-- Begin Data shown --

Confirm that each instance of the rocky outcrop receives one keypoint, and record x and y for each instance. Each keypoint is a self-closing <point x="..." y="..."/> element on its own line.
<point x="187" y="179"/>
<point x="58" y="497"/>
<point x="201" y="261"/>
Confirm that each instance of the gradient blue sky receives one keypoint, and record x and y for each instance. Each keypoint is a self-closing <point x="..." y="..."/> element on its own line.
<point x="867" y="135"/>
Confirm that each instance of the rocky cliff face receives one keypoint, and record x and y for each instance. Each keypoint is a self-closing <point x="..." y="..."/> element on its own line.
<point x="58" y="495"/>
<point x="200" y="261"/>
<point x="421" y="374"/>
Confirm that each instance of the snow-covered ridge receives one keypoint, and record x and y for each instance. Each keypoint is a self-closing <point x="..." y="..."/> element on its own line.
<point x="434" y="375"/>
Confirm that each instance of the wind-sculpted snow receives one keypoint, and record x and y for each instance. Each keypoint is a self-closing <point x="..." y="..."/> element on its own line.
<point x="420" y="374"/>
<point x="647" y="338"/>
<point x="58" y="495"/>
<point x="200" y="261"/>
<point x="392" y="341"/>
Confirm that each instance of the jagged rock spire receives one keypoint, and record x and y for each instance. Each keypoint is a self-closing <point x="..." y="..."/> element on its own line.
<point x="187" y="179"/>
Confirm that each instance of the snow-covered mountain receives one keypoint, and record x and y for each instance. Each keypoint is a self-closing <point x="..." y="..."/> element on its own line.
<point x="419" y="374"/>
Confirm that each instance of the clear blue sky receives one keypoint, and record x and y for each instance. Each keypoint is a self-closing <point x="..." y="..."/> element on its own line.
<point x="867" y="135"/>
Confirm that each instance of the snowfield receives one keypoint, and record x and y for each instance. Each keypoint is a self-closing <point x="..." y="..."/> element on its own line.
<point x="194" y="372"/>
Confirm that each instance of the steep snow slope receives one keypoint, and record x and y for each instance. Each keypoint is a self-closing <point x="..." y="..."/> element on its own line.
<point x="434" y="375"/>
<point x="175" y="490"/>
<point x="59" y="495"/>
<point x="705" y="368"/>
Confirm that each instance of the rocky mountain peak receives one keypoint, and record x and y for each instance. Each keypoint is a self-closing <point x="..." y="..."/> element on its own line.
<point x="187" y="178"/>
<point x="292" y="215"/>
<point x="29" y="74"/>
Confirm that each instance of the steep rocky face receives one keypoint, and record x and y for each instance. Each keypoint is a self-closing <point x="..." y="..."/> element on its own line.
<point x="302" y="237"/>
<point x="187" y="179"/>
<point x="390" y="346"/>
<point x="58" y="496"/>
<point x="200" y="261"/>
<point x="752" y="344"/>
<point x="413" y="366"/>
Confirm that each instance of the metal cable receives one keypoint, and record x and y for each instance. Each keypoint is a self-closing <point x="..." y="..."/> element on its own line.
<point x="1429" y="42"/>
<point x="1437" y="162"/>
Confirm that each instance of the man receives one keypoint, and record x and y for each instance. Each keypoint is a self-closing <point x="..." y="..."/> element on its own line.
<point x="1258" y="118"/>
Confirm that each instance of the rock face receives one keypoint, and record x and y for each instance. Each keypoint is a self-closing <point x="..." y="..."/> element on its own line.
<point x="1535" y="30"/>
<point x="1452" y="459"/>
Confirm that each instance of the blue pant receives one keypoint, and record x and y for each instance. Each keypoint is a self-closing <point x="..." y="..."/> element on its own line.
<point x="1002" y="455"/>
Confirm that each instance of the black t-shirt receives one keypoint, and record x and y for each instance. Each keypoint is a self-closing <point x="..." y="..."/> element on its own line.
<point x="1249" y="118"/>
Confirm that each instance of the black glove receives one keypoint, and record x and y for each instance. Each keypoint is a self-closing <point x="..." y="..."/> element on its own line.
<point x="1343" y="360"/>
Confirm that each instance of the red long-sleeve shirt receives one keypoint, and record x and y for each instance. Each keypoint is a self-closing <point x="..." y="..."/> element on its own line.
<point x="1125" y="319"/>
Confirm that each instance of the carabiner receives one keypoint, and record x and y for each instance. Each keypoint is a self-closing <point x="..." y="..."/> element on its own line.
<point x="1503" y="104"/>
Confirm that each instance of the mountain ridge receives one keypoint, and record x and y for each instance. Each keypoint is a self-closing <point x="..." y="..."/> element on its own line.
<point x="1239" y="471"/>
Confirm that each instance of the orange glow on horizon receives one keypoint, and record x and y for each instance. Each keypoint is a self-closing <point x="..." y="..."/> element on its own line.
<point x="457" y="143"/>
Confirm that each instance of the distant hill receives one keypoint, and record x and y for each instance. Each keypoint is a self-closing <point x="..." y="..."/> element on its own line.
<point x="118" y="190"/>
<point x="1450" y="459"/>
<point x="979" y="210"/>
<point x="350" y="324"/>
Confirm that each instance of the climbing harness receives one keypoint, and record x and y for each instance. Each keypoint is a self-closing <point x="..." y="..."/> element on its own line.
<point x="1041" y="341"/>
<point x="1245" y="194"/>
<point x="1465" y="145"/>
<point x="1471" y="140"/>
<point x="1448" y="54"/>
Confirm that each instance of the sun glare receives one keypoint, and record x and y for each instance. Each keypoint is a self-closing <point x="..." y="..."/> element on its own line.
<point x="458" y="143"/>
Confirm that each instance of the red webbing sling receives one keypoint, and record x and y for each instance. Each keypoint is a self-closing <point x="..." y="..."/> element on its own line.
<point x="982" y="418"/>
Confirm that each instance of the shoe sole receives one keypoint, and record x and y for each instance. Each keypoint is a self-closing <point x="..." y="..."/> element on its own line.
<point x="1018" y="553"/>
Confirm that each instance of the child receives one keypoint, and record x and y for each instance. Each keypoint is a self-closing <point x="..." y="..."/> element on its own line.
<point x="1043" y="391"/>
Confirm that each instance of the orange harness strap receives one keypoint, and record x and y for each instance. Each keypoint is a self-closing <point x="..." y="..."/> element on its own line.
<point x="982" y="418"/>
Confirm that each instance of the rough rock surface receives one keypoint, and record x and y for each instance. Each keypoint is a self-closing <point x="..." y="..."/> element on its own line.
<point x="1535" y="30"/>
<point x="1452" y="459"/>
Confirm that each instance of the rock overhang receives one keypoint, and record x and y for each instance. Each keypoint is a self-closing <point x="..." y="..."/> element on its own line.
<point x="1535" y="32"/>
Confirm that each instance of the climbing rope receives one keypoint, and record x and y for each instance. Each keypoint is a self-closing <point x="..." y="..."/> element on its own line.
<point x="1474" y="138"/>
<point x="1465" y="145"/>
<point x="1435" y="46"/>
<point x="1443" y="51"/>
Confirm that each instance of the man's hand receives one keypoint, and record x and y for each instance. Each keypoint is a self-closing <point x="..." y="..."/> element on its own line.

-- End Data shown --

§ Problem to work on
Your task is to reproduce, exactly and exclusively, the lines from the one holding "Confirm that each instance of the rock overhang" through the final line of the listing.

§ Task output
Confirm that each instance of the rock overhang receives one keypoint, and record x and y for each instance. Each keypoint is a self-closing <point x="..." y="..."/> element on its own line.
<point x="1535" y="32"/>
Confirm that each instance of the climbing rope receives one keypoint, and record x and y for each instance. Each keypoint is a self-closing <point x="..." y="..."/> element on its own line.
<point x="1474" y="138"/>
<point x="1465" y="145"/>
<point x="1435" y="46"/>
<point x="1443" y="51"/>
Confirm that each instance of the man's hand receives one keypoint, and record x and y for each instance. Each keypoint is a self-closing <point x="..." y="..."/> element on its own line.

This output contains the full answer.